Please print every line from the one containing "I need the bounding box for the broken" through the last line of the records below, exactly as written and nothing more.

-- Entries supplied --
------------------------------------------------------------------------

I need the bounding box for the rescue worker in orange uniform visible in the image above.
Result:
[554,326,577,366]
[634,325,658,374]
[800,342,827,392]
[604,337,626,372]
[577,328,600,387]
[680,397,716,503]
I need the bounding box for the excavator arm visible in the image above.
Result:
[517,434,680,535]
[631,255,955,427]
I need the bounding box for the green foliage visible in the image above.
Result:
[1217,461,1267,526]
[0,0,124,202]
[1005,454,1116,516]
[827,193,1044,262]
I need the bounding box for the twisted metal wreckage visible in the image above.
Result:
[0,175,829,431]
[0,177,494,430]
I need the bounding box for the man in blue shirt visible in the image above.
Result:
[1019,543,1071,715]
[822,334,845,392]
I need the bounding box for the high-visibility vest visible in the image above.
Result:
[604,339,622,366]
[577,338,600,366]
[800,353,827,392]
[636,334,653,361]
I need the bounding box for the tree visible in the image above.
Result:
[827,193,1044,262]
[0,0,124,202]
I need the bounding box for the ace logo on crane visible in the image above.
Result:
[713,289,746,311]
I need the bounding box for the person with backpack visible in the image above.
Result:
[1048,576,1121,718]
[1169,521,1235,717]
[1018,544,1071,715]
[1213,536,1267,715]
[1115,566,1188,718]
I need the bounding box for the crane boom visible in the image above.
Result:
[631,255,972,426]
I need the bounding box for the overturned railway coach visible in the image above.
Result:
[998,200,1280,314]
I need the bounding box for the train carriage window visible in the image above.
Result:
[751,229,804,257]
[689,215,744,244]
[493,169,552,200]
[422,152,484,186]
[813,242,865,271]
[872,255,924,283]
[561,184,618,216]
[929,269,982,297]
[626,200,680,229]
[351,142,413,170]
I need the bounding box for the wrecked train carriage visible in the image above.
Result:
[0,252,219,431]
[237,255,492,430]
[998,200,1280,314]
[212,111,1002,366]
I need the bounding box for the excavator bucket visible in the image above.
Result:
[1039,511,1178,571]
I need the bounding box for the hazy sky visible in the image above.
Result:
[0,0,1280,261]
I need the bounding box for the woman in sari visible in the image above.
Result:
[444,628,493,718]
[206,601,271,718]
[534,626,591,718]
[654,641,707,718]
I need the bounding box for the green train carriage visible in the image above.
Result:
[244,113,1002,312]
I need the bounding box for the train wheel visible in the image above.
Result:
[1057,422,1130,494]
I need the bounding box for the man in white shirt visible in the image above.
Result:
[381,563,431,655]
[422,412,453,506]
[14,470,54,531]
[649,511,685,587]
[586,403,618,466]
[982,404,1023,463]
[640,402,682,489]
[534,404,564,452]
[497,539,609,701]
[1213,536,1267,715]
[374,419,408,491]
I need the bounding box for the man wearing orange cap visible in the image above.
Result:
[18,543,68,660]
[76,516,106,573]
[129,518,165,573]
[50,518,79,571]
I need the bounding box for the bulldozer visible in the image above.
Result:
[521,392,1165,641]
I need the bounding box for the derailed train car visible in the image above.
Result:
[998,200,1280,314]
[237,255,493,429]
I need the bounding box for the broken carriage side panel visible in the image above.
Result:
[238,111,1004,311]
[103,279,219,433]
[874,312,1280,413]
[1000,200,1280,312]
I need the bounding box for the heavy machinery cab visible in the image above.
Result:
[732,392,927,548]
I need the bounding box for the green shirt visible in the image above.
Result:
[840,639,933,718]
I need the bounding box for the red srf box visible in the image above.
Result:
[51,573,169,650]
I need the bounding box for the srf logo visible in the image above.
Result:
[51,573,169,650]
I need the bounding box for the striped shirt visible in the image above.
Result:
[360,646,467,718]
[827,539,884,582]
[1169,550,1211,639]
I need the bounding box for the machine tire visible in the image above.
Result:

------------------------------------------------------------------------

-- Complete answer --
I need the bounding box for the broken carriage side panel visible in the image above.
Result:
[238,111,1004,311]
[103,279,219,433]
[874,312,1280,413]
[1000,200,1280,312]
I need the bounding box for the heavy machinery cab visible in the image above.
Result:
[732,392,927,548]
I need the bounding box for the green shirt visible in the image above.
Result:
[840,639,933,718]
I need the bounding box for the red srf box visible in the image above.
Result:
[51,573,169,650]
I need the bounding box for the srf logo visible in the image above.
Result:
[51,573,169,650]
I need the bounding box for the striped shirt visible in the image above.
Result:
[360,646,467,718]
[827,539,884,582]
[1169,550,1211,639]
I need the bounding box for the machine tire visible in the image above.
Result:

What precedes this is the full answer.